- _What you should do_
Convert every one of the entries below into a JSON list of strings, with one string per line and no blank lines included. Leave the pictures out.

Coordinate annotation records
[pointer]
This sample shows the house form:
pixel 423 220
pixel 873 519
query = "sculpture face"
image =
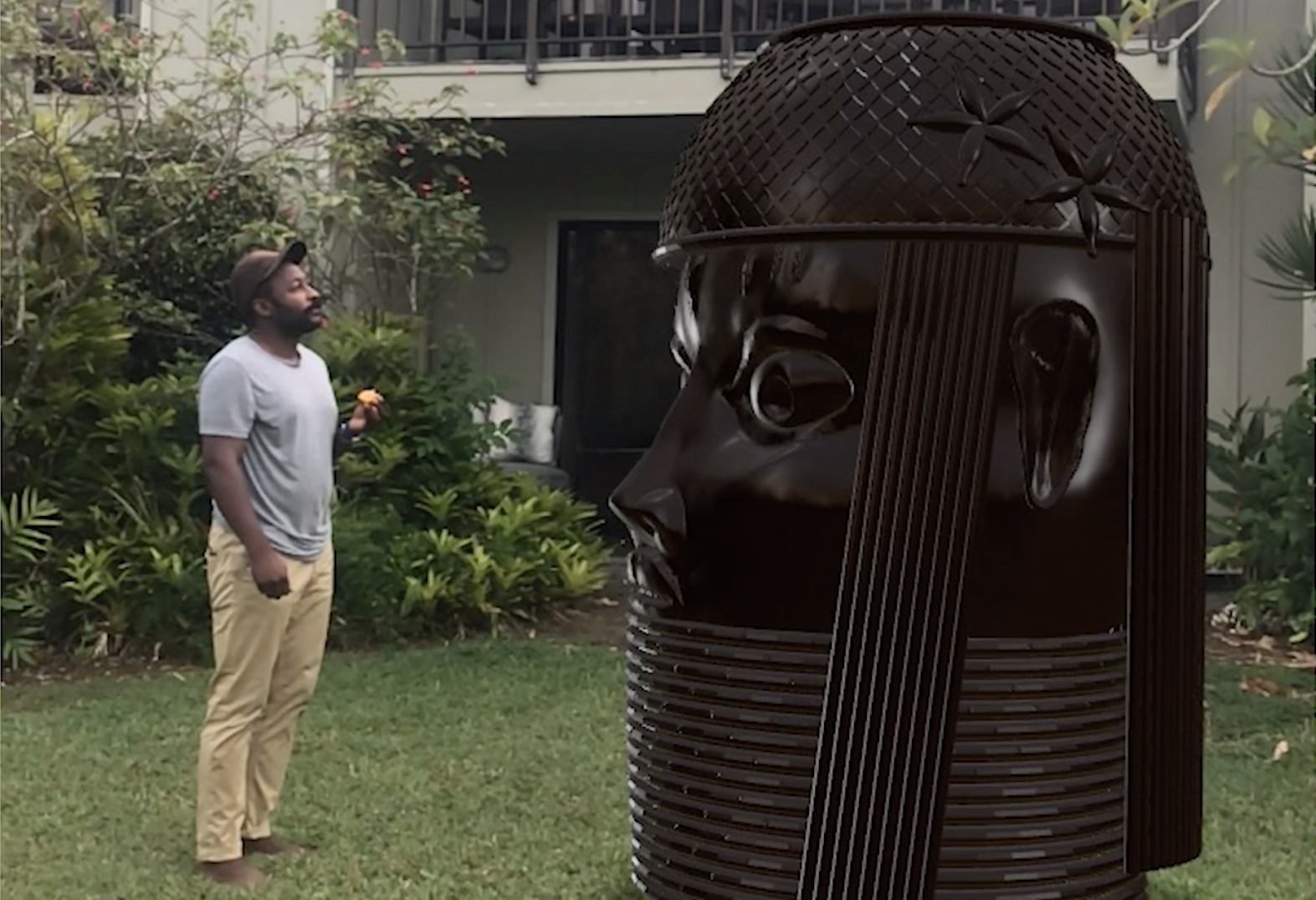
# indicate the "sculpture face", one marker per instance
pixel 740 509
pixel 741 504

- _Response_
[
  "[pointer]",
  "This sample shows the house form:",
  "pixel 423 220",
  "pixel 873 519",
  "query = \"sculpture face\"",
  "image =",
  "# indicate the \"sculpture face\", one marker per instance",
  "pixel 740 509",
  "pixel 741 504"
]